== Short task ==
Which lines in the entries below contain the string "balcony"? Locate each one, matching case exactly, and copy it out in full.

== Records provided ==

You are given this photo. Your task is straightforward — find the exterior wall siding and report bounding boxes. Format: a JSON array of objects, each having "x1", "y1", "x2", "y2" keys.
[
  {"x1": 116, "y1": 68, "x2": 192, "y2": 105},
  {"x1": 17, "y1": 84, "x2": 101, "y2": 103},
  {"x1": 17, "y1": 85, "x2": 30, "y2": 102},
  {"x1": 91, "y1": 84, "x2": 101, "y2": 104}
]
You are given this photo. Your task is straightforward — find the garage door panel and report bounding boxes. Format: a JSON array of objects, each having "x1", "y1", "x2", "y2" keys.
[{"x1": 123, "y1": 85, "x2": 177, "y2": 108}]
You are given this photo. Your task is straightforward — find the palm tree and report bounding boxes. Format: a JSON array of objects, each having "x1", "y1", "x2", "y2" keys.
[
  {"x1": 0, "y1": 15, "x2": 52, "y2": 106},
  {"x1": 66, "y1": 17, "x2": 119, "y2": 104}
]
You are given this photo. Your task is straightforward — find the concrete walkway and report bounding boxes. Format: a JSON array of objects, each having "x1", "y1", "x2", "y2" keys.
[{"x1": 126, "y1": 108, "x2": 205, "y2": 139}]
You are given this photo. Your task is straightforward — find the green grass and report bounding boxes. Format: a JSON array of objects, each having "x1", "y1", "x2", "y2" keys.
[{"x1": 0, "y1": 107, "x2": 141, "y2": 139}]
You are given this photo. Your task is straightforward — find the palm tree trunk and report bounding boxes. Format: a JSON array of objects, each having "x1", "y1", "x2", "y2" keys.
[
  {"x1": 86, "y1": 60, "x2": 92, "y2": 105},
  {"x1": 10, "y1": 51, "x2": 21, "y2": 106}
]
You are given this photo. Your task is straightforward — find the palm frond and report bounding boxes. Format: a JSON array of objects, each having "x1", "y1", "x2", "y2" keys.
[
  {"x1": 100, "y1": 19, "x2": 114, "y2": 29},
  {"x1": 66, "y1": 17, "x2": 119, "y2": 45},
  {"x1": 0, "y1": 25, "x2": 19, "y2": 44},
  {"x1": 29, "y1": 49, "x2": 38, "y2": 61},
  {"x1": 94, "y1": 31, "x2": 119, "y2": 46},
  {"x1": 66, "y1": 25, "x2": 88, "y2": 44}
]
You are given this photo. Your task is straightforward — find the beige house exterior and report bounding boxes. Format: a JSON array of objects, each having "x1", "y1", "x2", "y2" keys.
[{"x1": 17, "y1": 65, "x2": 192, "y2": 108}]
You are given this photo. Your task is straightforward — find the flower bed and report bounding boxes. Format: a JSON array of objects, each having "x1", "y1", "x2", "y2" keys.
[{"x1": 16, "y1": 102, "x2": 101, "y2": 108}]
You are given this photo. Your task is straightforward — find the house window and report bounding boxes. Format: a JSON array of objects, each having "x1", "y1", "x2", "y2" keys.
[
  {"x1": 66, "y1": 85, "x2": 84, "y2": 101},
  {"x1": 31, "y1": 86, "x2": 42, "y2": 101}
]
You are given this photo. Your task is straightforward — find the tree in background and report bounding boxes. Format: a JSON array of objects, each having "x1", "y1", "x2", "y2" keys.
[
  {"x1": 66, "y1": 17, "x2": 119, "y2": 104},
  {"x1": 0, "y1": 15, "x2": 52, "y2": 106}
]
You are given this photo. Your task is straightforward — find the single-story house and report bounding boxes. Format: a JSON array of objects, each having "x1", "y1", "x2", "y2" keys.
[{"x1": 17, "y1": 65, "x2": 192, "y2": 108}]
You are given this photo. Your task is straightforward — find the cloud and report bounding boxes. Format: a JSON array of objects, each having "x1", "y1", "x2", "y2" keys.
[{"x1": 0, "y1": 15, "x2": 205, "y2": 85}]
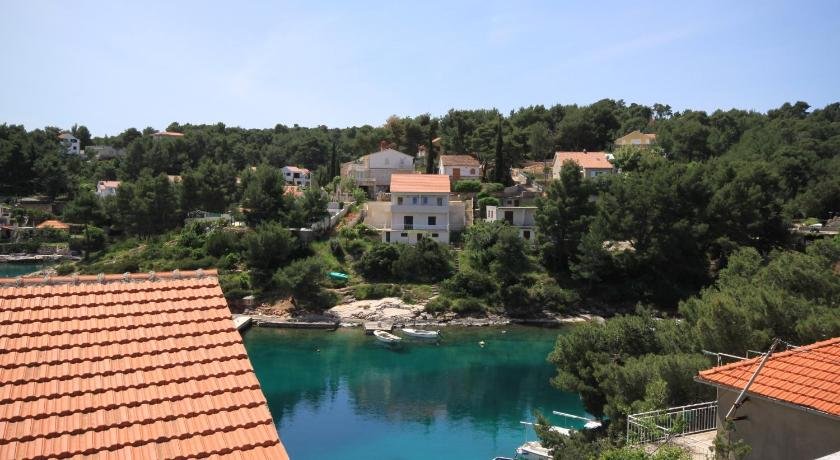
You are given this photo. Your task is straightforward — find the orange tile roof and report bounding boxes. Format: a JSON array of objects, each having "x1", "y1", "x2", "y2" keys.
[
  {"x1": 391, "y1": 174, "x2": 449, "y2": 193},
  {"x1": 0, "y1": 271, "x2": 288, "y2": 459},
  {"x1": 440, "y1": 155, "x2": 481, "y2": 167},
  {"x1": 554, "y1": 152, "x2": 613, "y2": 169},
  {"x1": 697, "y1": 337, "x2": 840, "y2": 416},
  {"x1": 35, "y1": 219, "x2": 70, "y2": 230}
]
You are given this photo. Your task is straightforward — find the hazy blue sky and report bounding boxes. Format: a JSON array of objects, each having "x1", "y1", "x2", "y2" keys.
[{"x1": 0, "y1": 0, "x2": 840, "y2": 135}]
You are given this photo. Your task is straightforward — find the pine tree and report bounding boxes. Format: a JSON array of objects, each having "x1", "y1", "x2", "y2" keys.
[{"x1": 494, "y1": 115, "x2": 508, "y2": 184}]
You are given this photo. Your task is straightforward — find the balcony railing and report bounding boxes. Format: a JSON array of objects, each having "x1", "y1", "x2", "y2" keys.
[{"x1": 627, "y1": 401, "x2": 717, "y2": 444}]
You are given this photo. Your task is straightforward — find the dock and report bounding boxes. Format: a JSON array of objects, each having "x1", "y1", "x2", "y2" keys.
[
  {"x1": 365, "y1": 321, "x2": 394, "y2": 335},
  {"x1": 252, "y1": 316, "x2": 339, "y2": 330}
]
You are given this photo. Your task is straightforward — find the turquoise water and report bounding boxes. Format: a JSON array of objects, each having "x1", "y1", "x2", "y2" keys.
[
  {"x1": 0, "y1": 263, "x2": 44, "y2": 278},
  {"x1": 244, "y1": 326, "x2": 585, "y2": 460}
]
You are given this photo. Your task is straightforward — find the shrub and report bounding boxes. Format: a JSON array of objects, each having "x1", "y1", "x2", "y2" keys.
[
  {"x1": 204, "y1": 229, "x2": 240, "y2": 257},
  {"x1": 530, "y1": 280, "x2": 580, "y2": 312},
  {"x1": 426, "y1": 296, "x2": 452, "y2": 313},
  {"x1": 452, "y1": 297, "x2": 484, "y2": 313},
  {"x1": 440, "y1": 270, "x2": 498, "y2": 299},
  {"x1": 353, "y1": 284, "x2": 402, "y2": 300},
  {"x1": 452, "y1": 180, "x2": 481, "y2": 193}
]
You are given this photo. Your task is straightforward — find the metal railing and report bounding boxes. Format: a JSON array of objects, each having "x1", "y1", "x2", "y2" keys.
[{"x1": 627, "y1": 401, "x2": 717, "y2": 444}]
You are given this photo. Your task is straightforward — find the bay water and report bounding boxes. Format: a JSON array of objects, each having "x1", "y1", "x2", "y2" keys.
[{"x1": 244, "y1": 325, "x2": 586, "y2": 460}]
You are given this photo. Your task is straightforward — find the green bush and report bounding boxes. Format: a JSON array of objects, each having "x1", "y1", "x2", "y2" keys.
[
  {"x1": 452, "y1": 180, "x2": 481, "y2": 193},
  {"x1": 426, "y1": 296, "x2": 452, "y2": 313},
  {"x1": 452, "y1": 297, "x2": 484, "y2": 313},
  {"x1": 353, "y1": 284, "x2": 402, "y2": 300}
]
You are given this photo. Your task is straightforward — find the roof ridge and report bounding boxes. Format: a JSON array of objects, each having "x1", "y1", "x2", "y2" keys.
[
  {"x1": 0, "y1": 268, "x2": 218, "y2": 287},
  {"x1": 700, "y1": 337, "x2": 840, "y2": 375}
]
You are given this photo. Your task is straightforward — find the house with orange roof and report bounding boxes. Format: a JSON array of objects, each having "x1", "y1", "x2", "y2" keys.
[
  {"x1": 695, "y1": 337, "x2": 840, "y2": 460},
  {"x1": 341, "y1": 142, "x2": 414, "y2": 197},
  {"x1": 551, "y1": 150, "x2": 615, "y2": 179},
  {"x1": 438, "y1": 155, "x2": 481, "y2": 182},
  {"x1": 96, "y1": 180, "x2": 121, "y2": 198},
  {"x1": 614, "y1": 129, "x2": 656, "y2": 148},
  {"x1": 282, "y1": 166, "x2": 311, "y2": 187},
  {"x1": 35, "y1": 219, "x2": 70, "y2": 230},
  {"x1": 0, "y1": 270, "x2": 289, "y2": 460},
  {"x1": 365, "y1": 174, "x2": 467, "y2": 244}
]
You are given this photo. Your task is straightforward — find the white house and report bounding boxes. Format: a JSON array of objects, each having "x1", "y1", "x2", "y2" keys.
[
  {"x1": 484, "y1": 206, "x2": 537, "y2": 241},
  {"x1": 341, "y1": 146, "x2": 414, "y2": 196},
  {"x1": 283, "y1": 166, "x2": 311, "y2": 187},
  {"x1": 96, "y1": 180, "x2": 120, "y2": 198},
  {"x1": 58, "y1": 132, "x2": 82, "y2": 155},
  {"x1": 438, "y1": 155, "x2": 481, "y2": 182},
  {"x1": 365, "y1": 174, "x2": 466, "y2": 243},
  {"x1": 552, "y1": 150, "x2": 615, "y2": 179}
]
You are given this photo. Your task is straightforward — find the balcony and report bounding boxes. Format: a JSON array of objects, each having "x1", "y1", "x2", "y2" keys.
[{"x1": 627, "y1": 401, "x2": 717, "y2": 459}]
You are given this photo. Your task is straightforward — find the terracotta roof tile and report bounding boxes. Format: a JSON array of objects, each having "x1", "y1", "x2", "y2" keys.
[
  {"x1": 391, "y1": 174, "x2": 450, "y2": 193},
  {"x1": 698, "y1": 337, "x2": 840, "y2": 416},
  {"x1": 554, "y1": 152, "x2": 613, "y2": 169},
  {"x1": 0, "y1": 271, "x2": 288, "y2": 459}
]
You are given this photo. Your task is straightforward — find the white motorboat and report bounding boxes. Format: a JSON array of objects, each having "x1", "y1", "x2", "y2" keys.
[
  {"x1": 403, "y1": 327, "x2": 440, "y2": 339},
  {"x1": 516, "y1": 441, "x2": 551, "y2": 460},
  {"x1": 373, "y1": 330, "x2": 402, "y2": 343}
]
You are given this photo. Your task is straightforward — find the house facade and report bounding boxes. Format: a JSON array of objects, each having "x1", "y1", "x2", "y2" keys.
[
  {"x1": 615, "y1": 129, "x2": 656, "y2": 147},
  {"x1": 438, "y1": 155, "x2": 481, "y2": 182},
  {"x1": 58, "y1": 133, "x2": 82, "y2": 155},
  {"x1": 484, "y1": 206, "x2": 537, "y2": 242},
  {"x1": 282, "y1": 166, "x2": 311, "y2": 187},
  {"x1": 552, "y1": 150, "x2": 615, "y2": 179},
  {"x1": 365, "y1": 174, "x2": 465, "y2": 244},
  {"x1": 96, "y1": 180, "x2": 120, "y2": 198},
  {"x1": 695, "y1": 337, "x2": 840, "y2": 460},
  {"x1": 341, "y1": 148, "x2": 414, "y2": 196}
]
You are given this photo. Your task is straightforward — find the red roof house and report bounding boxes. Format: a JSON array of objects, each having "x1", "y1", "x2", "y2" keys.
[{"x1": 0, "y1": 270, "x2": 288, "y2": 459}]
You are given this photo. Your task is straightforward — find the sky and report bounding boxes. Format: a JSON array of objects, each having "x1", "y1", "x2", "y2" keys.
[{"x1": 0, "y1": 0, "x2": 840, "y2": 136}]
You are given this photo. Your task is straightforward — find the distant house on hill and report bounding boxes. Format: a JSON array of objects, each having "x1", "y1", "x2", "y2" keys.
[
  {"x1": 282, "y1": 166, "x2": 311, "y2": 187},
  {"x1": 341, "y1": 143, "x2": 414, "y2": 196},
  {"x1": 615, "y1": 129, "x2": 656, "y2": 147},
  {"x1": 552, "y1": 150, "x2": 615, "y2": 179},
  {"x1": 58, "y1": 132, "x2": 82, "y2": 155},
  {"x1": 438, "y1": 155, "x2": 481, "y2": 182},
  {"x1": 96, "y1": 180, "x2": 121, "y2": 198},
  {"x1": 152, "y1": 131, "x2": 184, "y2": 139}
]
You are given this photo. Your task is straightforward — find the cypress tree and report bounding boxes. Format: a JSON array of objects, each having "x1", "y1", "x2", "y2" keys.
[{"x1": 493, "y1": 115, "x2": 507, "y2": 184}]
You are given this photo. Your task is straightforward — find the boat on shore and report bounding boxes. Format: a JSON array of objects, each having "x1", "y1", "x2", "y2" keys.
[
  {"x1": 402, "y1": 327, "x2": 440, "y2": 339},
  {"x1": 516, "y1": 441, "x2": 551, "y2": 460},
  {"x1": 373, "y1": 330, "x2": 402, "y2": 344}
]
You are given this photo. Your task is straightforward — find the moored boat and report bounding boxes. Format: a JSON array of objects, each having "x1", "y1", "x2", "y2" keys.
[
  {"x1": 373, "y1": 330, "x2": 402, "y2": 343},
  {"x1": 516, "y1": 441, "x2": 551, "y2": 460},
  {"x1": 403, "y1": 327, "x2": 440, "y2": 339}
]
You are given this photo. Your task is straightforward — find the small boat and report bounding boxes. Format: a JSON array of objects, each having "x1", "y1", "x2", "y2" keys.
[
  {"x1": 373, "y1": 330, "x2": 402, "y2": 343},
  {"x1": 516, "y1": 441, "x2": 551, "y2": 460},
  {"x1": 403, "y1": 327, "x2": 440, "y2": 339}
]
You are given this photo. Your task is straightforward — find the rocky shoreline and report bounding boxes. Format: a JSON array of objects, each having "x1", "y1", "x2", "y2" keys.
[{"x1": 246, "y1": 297, "x2": 604, "y2": 327}]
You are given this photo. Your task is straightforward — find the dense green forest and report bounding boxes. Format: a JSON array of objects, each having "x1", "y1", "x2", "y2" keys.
[{"x1": 0, "y1": 99, "x2": 840, "y2": 458}]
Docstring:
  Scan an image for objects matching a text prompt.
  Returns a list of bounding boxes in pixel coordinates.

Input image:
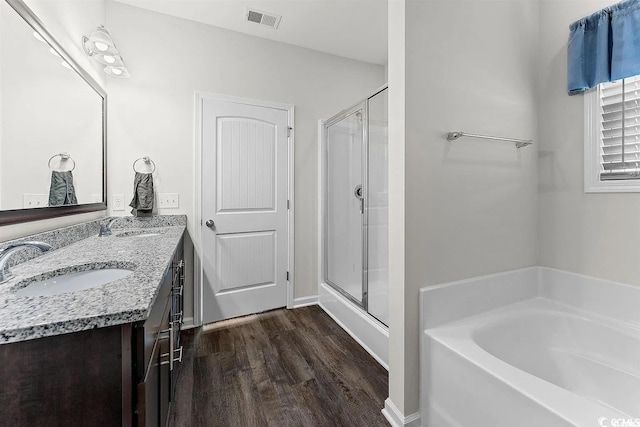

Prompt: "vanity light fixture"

[82,25,131,78]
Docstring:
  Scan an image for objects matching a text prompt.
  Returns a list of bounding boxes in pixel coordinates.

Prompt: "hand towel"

[49,171,78,206]
[129,172,154,217]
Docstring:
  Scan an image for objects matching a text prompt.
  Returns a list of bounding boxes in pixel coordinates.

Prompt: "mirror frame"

[0,0,107,226]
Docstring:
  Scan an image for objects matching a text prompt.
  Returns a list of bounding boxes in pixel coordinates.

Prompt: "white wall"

[0,0,105,241]
[107,2,384,310]
[389,0,538,415]
[539,0,640,285]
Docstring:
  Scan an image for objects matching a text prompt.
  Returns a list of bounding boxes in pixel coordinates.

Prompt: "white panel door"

[202,99,289,323]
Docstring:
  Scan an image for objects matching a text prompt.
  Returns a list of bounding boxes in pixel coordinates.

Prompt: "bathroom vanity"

[0,219,185,426]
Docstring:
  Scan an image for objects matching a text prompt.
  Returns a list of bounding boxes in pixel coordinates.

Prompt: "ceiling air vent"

[246,9,282,29]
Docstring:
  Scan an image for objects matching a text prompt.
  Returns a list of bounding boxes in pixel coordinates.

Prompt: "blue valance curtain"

[567,0,640,95]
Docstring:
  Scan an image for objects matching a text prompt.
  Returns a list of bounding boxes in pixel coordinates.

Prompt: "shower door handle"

[353,184,364,214]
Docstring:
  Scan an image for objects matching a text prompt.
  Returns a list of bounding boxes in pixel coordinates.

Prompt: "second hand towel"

[129,172,154,217]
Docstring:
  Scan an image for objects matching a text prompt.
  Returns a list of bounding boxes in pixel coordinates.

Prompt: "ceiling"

[116,0,387,64]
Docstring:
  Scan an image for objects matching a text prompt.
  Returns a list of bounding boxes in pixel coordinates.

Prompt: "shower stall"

[319,86,389,365]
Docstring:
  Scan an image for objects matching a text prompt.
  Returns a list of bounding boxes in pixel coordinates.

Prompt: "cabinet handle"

[160,320,183,371]
[173,311,184,325]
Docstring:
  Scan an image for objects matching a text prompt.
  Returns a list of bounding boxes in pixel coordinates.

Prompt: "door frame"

[193,91,295,326]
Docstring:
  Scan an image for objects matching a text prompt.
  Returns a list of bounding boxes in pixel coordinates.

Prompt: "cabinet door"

[138,342,161,427]
[158,304,173,426]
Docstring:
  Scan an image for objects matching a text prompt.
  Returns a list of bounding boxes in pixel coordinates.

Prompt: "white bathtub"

[421,268,640,427]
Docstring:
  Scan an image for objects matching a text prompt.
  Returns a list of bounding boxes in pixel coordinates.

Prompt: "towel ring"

[47,153,76,172]
[133,156,156,173]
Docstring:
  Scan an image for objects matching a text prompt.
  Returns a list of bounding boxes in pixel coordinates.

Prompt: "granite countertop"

[0,225,185,344]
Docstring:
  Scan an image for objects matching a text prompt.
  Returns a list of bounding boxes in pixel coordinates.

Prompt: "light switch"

[158,193,180,209]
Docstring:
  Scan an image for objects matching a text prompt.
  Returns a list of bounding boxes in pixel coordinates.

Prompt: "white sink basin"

[15,268,133,297]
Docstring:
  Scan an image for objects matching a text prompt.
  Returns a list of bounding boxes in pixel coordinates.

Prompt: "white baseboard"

[382,398,420,427]
[318,283,389,371]
[293,295,318,308]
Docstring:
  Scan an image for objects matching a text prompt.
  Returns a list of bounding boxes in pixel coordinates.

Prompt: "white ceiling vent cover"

[246,9,282,29]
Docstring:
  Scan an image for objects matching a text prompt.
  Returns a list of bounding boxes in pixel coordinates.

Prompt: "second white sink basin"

[15,268,133,297]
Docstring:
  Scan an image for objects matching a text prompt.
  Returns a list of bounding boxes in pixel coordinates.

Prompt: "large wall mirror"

[0,0,107,225]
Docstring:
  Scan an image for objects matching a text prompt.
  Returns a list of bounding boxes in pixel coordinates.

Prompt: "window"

[585,76,640,193]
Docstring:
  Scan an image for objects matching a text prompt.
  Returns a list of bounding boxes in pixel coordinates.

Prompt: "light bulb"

[94,42,109,52]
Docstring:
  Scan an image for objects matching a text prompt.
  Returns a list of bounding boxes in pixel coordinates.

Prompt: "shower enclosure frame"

[318,84,388,318]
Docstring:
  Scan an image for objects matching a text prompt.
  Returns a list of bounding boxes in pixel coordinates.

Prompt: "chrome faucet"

[0,241,53,283]
[98,218,118,237]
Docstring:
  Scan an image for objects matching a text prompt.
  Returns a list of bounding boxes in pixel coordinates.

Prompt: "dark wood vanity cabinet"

[0,236,184,427]
[133,236,184,426]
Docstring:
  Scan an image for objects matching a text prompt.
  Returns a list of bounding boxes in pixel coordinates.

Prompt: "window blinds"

[599,76,640,181]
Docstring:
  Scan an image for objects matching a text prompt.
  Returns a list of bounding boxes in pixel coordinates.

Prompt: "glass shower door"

[325,105,366,306]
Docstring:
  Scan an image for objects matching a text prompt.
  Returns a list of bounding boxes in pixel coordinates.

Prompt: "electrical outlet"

[158,193,180,209]
[22,194,49,208]
[111,194,124,211]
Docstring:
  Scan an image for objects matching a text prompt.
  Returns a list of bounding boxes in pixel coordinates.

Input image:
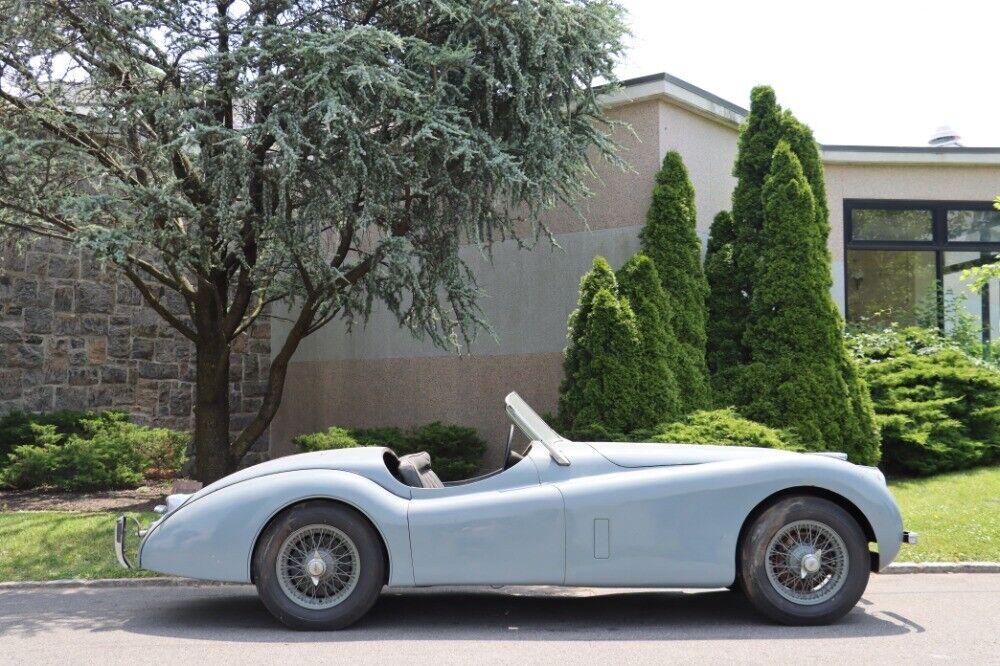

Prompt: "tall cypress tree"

[559,256,618,428]
[739,140,879,465]
[710,86,787,368]
[617,254,681,428]
[705,211,744,392]
[561,288,643,433]
[639,151,711,413]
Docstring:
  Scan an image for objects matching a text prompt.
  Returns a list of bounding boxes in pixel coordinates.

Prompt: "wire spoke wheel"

[275,524,361,610]
[765,520,850,606]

== Complete output ==
You are given this photo. Your task is straightforward — find the balcony railing and report bounding boxes. Format: a JSON array of objects, each having "x1", "y1", "x2", "y2" keys.
You are given this photo. Your task is straightforward — find the balcony and report bounding boxes. Format: a JSON array of objects, each having "x1", "y1", "x2", "y2" keys.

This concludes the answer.